Start of Information

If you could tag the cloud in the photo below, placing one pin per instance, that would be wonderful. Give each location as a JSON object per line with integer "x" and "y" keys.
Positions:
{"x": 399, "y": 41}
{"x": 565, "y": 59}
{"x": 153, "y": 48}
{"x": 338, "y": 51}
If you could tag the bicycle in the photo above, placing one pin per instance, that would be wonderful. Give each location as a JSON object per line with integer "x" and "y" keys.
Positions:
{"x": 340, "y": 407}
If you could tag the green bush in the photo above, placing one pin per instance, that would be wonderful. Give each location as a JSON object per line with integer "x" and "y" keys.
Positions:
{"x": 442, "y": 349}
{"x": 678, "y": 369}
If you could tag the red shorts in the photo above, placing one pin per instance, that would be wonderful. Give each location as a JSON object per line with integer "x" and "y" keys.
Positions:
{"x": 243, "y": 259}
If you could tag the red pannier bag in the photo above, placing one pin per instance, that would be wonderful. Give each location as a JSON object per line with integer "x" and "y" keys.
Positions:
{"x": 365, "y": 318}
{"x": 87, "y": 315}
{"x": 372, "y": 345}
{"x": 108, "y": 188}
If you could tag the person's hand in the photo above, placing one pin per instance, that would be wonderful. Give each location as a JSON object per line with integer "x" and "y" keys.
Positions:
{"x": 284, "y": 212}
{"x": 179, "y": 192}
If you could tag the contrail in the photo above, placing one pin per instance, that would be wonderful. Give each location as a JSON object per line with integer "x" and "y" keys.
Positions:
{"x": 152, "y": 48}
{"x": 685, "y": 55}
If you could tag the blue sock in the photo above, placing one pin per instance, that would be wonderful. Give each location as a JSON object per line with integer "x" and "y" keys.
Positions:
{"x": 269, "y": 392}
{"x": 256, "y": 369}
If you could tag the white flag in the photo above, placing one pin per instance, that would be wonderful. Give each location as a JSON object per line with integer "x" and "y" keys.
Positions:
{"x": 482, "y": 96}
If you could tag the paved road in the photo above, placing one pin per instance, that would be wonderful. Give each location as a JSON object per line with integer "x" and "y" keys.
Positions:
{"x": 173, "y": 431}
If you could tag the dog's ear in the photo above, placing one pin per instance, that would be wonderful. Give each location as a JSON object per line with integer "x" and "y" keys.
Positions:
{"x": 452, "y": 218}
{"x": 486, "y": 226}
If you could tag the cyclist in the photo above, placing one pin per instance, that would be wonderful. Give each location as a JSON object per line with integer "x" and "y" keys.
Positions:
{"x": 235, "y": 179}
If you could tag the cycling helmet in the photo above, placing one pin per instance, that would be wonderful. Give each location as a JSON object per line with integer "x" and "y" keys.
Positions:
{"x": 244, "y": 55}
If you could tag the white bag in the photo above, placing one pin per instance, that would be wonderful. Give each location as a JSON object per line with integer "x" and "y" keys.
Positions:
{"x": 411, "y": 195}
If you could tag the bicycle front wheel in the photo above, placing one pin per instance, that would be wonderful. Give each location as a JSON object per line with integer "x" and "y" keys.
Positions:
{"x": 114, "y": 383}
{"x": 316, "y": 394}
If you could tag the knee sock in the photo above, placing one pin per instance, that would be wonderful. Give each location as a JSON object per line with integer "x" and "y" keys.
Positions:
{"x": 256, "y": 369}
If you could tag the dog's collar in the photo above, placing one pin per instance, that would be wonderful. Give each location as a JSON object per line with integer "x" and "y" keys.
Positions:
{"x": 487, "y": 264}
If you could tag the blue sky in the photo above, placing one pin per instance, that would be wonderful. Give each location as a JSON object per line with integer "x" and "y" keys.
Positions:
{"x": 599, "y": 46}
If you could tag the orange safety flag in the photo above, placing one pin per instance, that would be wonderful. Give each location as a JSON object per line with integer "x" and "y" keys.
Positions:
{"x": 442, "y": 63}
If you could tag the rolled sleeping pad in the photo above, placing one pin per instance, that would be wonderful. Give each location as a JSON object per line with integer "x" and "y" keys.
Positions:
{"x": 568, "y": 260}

End of Information

What are the lines above that hold the string "bicycle"? Copy them.

Response to the task -
If you could tag the bicycle in the photo above, placing one pin per instance, that would be wonderful. Give each location as a JSON object per line with integer "x" and "y" keys.
If you could tag the bicycle front wheel in the photo above, placing one pin per instance, that would be wonderful. Give each location as a JSON object per line with integer "x" and "y" keys.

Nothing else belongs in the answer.